● Work request
Give the records again exactly, but drop the pictures.

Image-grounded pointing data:
○ ○ ○

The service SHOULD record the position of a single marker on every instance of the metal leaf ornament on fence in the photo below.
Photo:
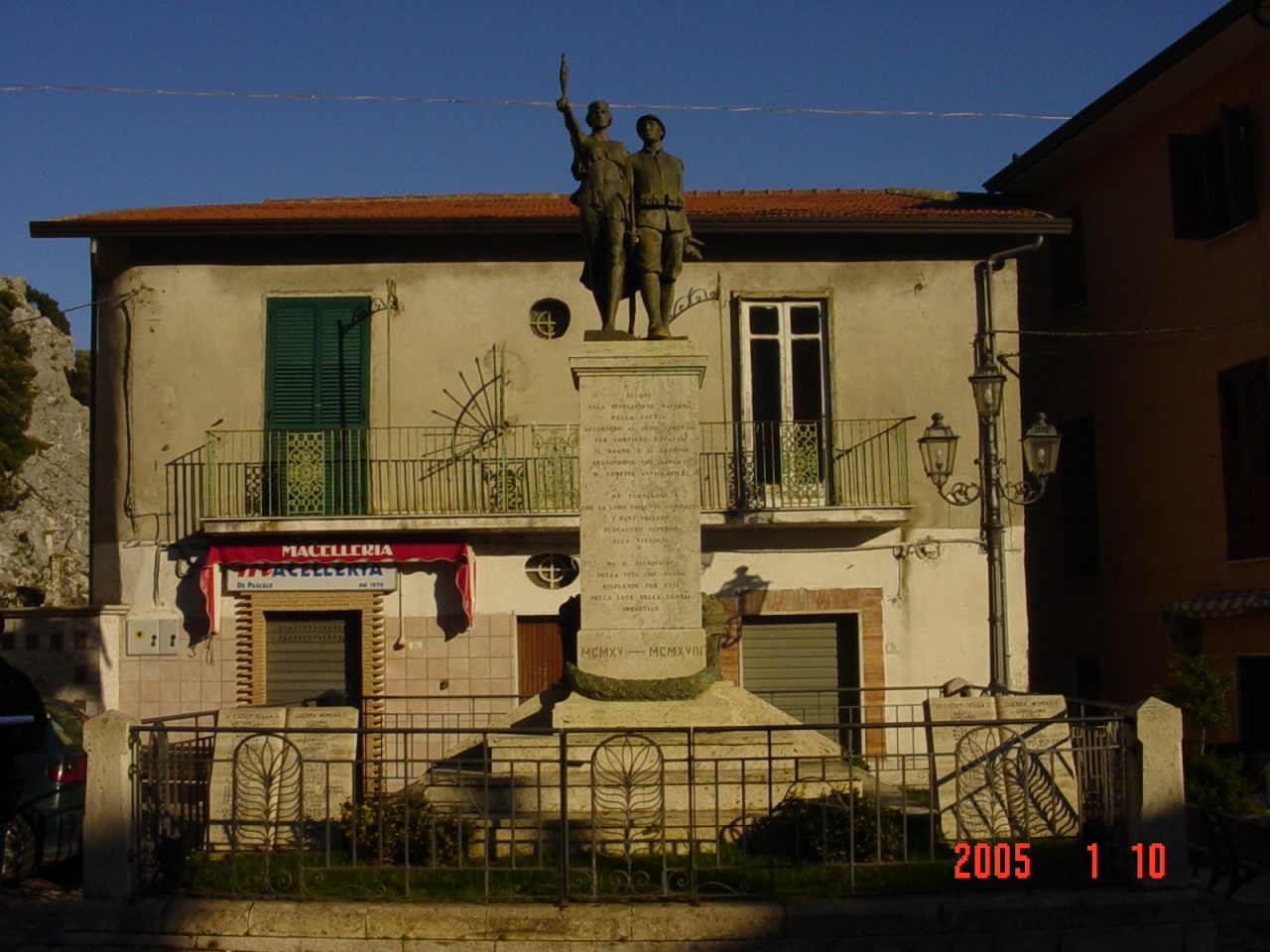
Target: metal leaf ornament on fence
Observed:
(268, 792)
(627, 803)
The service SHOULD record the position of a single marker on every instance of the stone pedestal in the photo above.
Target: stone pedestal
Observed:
(639, 443)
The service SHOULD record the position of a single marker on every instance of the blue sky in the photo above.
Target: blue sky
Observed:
(73, 153)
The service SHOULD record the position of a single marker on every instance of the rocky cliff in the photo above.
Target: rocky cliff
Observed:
(44, 538)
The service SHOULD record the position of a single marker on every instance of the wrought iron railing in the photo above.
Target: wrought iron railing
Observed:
(526, 468)
(783, 465)
(391, 471)
(668, 812)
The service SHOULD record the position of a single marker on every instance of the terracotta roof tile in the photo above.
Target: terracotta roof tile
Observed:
(792, 204)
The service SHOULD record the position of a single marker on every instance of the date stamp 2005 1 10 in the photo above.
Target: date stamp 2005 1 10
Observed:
(1010, 861)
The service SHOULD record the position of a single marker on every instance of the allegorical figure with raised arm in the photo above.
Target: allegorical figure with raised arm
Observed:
(662, 235)
(603, 203)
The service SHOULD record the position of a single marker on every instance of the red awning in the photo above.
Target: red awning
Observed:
(338, 553)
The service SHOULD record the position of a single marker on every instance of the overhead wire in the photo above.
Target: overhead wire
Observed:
(444, 100)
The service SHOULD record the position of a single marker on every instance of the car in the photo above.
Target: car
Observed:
(50, 823)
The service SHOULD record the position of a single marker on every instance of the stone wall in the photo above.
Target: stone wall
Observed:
(44, 540)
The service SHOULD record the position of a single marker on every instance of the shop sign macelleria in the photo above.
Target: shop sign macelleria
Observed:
(312, 578)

○ ○ ○

● Solution to the exercise
The service SHOULD record the position of a single marker on every instance of the metal leaf ornament on fence in the photo below.
Photo:
Target: metal leaf ornament on fence
Observed:
(268, 792)
(627, 803)
The service SHOULD record the position of a single marker on every instance of the stone pedestal in the photo above.
Target: stone pedestal
Observed:
(639, 443)
The service SHOULD record the position of a single marker on every instance of the blue sky in the photo above.
Target: blue sky
Observed:
(73, 153)
The service SHOULD record the position of a single marker on every instance of the rocky cliff in the photo above.
Target: rocky cliff
Observed:
(44, 538)
The service SHOULD record the position of a single marker on every instance of the wrought iron railing in the photo above.
Target: wrought iron railing
Observed:
(526, 468)
(783, 465)
(391, 471)
(668, 812)
The service SHOULD record the position of a single marker on every instance of the terracotta roof tile in the photo above.
Target: terracotta roof tile
Observed:
(792, 204)
The service SHOULD record the position of a single marker on every instance of the date stamp 2005 1 10 in the photo above.
Target: date stamp 2005 1 10
Observed:
(1010, 861)
The service SHOULD record the position of a single marker on every instance of the allegorical figure with raised arm in the photo above.
Target: allegorical figure with raised arm
Observed:
(662, 235)
(603, 203)
The service SHOULD record the position of a single marker on every instance of the red awning in the photo above.
Target: red awning
Observed:
(338, 553)
The service SHOULD record the position of a single marker on every instance of the overhead wire in the photo above.
Target: overhead wire
Observed:
(444, 100)
The service SHOULD record the position of a single marker on every instance of the car in the photo above.
Target: car
Observed:
(50, 823)
The service SHOULD record the position of a single marker on every instance of the stone wall in the photo above.
Target: stone wall
Observed:
(44, 540)
The service SHOULD record the position of a single marker on every instance of the shop sign macelleria in the photo above.
Target: shop sign macelleria
Observed:
(312, 578)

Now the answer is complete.